Biden called for police reform and also condemned violence and vandalism. But he faulted Trump most of all, zeroing in on the president’s Rose Garden address Monday evening when he announced a military response to the protests and riots that have emanated from Minneapolis to rock cities across the U.S., including Washington.
Moments before Trump spoke, law enforcement used flash-bang grenades and rubber bullets to clear an apparently peaceful crowd from Lafayette Square, across from the White House. With the park cleared, Trump walked across to visit St. John’s Church, where a small fire had been set during the weekend amid rioting, and held up a Bible for a photo up.
“The president held up the Bible at St John’s Church yesterday. I just wish he opened it once in a while, instead of brandishing it,” Biden said. “If he opened it, he could have learned something that we’re all called to love one another as we love ourselves. It’s really hard work. But it’s the work of America. Donald Trump isn’t interested in doing that work.”
Biden said Trump, instead, is sweeping away “the guardrails that have long protected our democracy.”
“In addition to the Bible, he might also want to open the U.S. Constitution. If he did, he’d find the First Amendment,” Biden said, reading the passage about the “the right of the people peaceably to assemble, and to petition the government for a redress of grievances.’”

◆ Work request 1 ◆
Summarize the news excerpt in two sentences.
◆ Work request 2 ◆
Reproduce the news excerpt word for word from "Biden called for" up to and including "U.S., including Washington.".

Rows drawn from a dataset

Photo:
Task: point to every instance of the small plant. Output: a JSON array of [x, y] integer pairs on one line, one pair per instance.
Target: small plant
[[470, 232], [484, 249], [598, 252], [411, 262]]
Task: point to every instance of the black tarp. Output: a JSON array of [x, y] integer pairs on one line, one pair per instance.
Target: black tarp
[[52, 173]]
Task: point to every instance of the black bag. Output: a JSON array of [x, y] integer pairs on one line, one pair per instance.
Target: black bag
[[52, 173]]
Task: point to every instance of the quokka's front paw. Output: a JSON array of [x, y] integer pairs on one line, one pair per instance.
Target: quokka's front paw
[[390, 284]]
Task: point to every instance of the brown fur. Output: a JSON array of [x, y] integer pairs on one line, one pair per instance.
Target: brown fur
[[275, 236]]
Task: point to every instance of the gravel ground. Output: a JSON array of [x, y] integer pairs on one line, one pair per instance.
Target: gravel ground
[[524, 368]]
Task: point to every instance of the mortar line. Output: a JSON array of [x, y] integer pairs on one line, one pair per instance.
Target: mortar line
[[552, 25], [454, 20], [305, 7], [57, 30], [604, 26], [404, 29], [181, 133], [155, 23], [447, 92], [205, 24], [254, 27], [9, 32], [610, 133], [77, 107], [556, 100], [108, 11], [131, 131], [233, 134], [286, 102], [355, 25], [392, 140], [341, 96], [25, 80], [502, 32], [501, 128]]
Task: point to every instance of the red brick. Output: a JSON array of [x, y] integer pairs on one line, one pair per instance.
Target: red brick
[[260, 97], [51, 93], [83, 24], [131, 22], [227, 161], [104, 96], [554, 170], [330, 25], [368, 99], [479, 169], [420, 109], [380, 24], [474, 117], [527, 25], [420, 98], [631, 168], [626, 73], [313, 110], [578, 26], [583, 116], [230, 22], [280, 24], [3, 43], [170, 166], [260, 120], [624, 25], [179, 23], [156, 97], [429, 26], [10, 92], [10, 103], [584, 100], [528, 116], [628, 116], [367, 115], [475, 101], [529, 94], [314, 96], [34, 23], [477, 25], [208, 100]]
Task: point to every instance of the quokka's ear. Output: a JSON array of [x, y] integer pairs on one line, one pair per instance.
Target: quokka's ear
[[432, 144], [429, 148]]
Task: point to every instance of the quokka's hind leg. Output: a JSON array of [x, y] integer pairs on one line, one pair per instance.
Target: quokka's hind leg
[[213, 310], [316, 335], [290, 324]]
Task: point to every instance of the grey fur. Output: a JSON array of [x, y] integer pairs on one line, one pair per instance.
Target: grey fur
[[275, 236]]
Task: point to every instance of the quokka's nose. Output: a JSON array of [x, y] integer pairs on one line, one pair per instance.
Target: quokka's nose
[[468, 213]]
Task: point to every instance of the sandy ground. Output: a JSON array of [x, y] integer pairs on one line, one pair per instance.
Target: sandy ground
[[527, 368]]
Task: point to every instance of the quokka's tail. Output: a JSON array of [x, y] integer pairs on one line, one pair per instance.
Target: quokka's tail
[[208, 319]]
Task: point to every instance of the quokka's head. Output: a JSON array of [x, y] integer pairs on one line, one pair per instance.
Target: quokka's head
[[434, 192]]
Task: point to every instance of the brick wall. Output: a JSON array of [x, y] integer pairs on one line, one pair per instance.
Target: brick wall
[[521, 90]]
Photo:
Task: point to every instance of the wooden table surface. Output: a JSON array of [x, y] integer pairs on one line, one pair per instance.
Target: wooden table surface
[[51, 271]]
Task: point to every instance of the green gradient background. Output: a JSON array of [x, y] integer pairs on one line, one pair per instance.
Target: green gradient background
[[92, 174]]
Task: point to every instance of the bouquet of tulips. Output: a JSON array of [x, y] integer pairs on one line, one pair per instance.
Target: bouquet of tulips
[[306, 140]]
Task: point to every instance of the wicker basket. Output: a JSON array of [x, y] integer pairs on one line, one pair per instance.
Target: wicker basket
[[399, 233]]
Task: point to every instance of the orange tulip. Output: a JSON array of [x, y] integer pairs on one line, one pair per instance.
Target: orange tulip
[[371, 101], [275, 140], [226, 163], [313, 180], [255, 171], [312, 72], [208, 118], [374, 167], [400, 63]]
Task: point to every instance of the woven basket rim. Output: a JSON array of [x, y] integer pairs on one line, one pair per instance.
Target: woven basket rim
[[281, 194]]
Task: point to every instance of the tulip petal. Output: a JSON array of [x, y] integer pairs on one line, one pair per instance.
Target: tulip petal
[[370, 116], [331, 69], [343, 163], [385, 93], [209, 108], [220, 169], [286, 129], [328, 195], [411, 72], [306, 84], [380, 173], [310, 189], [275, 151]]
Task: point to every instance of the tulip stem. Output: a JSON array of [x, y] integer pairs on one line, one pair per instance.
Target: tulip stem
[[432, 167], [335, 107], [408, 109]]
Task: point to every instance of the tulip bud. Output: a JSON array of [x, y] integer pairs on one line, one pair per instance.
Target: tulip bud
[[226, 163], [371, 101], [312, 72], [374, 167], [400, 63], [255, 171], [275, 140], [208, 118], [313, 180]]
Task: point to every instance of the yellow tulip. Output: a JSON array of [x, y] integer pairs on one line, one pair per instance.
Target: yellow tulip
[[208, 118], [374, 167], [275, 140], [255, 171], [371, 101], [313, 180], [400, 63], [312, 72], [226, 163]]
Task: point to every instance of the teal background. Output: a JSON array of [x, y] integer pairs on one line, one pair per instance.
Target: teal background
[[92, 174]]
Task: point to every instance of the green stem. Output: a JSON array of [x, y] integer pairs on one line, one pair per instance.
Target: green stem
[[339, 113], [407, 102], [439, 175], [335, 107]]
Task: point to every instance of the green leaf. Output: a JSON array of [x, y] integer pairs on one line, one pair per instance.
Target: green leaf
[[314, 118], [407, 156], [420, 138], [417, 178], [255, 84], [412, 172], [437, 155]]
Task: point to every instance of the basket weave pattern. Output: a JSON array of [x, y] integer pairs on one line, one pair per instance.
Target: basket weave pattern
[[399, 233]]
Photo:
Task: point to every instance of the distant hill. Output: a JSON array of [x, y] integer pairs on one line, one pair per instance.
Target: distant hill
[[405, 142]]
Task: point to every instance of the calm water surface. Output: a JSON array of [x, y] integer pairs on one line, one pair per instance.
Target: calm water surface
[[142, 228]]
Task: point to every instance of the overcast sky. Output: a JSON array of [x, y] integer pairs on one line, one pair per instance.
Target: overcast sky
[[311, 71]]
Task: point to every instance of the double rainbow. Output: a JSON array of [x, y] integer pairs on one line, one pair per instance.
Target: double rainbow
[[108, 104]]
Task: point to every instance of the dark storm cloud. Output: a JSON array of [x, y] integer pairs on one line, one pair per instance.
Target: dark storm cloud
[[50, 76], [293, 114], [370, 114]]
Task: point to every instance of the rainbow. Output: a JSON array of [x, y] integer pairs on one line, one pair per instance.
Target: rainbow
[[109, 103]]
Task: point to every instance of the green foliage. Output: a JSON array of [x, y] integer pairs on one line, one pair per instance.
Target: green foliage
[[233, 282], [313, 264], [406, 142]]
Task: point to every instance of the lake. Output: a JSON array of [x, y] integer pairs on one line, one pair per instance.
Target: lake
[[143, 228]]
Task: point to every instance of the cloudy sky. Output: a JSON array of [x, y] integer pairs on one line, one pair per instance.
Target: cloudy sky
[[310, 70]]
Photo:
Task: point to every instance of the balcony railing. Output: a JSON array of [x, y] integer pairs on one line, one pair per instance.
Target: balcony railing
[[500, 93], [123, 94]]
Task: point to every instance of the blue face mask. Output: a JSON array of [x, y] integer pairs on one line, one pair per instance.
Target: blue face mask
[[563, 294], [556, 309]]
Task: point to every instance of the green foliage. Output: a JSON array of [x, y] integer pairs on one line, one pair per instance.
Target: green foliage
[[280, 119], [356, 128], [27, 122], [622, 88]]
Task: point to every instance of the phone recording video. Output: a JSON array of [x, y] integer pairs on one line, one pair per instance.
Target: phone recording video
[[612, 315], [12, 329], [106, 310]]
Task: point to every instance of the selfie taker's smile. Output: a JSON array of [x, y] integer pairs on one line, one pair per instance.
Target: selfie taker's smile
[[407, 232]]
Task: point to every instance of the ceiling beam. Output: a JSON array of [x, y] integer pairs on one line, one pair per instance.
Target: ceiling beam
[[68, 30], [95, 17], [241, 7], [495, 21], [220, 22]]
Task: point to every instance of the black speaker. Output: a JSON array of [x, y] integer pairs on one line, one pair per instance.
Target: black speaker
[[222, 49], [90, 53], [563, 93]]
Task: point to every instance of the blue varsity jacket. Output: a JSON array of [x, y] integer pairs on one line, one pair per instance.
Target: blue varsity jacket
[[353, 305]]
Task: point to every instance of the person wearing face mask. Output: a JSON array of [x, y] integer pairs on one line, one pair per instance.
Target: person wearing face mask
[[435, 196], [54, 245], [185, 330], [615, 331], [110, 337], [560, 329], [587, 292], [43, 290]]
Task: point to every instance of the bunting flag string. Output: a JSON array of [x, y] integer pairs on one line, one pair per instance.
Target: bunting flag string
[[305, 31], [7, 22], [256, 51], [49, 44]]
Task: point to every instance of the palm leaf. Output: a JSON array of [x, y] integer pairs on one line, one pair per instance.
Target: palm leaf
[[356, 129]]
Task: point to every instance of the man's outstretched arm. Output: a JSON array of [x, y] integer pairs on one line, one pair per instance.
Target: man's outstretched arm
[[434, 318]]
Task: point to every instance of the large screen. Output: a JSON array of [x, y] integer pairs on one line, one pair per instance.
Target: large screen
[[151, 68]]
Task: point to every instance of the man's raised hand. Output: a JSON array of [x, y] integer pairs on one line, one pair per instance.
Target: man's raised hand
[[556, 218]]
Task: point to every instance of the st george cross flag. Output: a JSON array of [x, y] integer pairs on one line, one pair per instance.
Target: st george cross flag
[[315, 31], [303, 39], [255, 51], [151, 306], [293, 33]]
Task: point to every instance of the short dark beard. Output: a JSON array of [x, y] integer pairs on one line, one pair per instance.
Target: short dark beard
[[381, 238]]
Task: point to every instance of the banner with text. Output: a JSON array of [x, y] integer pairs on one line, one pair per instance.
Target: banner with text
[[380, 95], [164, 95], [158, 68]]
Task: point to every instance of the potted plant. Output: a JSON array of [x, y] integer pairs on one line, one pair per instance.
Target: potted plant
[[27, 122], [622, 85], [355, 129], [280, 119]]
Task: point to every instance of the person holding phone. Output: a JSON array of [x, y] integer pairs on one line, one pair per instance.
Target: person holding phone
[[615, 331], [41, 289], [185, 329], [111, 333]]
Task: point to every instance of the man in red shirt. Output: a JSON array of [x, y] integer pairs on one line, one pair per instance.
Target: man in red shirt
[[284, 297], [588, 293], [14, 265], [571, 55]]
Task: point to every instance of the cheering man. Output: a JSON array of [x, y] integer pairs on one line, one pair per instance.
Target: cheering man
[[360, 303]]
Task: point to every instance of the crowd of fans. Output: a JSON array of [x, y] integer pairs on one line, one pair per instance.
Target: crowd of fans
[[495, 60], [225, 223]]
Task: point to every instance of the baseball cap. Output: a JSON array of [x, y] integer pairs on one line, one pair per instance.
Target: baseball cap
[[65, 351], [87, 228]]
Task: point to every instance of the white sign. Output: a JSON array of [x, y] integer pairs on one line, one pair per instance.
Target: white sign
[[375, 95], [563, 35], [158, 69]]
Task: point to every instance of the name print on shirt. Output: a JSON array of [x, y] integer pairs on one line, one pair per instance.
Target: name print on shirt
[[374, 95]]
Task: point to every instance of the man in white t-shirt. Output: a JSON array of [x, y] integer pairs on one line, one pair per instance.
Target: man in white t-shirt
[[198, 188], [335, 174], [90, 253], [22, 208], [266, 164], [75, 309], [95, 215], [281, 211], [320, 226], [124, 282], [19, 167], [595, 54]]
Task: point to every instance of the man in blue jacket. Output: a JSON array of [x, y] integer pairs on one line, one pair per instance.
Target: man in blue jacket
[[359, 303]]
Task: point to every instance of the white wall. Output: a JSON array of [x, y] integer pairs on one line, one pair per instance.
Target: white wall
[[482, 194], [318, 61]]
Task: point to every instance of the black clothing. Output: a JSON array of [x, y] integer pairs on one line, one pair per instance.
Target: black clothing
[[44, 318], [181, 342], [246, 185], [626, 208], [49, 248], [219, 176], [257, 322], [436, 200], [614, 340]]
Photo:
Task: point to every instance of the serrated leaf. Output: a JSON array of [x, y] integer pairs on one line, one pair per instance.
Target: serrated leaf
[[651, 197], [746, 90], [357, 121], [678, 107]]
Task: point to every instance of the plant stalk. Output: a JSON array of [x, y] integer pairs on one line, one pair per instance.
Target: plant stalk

◆ Answer area 1 ◆
Biden called for police reform and condemned violence and vandalism, but he faulted Trump most of all, focusing on the Rose Garden address in which Trump announced a military response to the protests and riots. After law enforcement cleared a crowd from Lafayette Square, Trump held up a Bible at St. John's Church, and Biden said Trump should open both the Bible and the U.S. Constitution, accusing him of sweeping away "the guardrails that have long protected our democracy."

◆ Answer area 2 ◆
Biden called for police reform and also condemned violence and vandalism. But he faulted Trump most of all, zeroing in on the president’s Rose Garden address Monday evening when he announced a military response to the protests and riots that have emanated from Minneapolis to rock cities across the U.S., including Washington.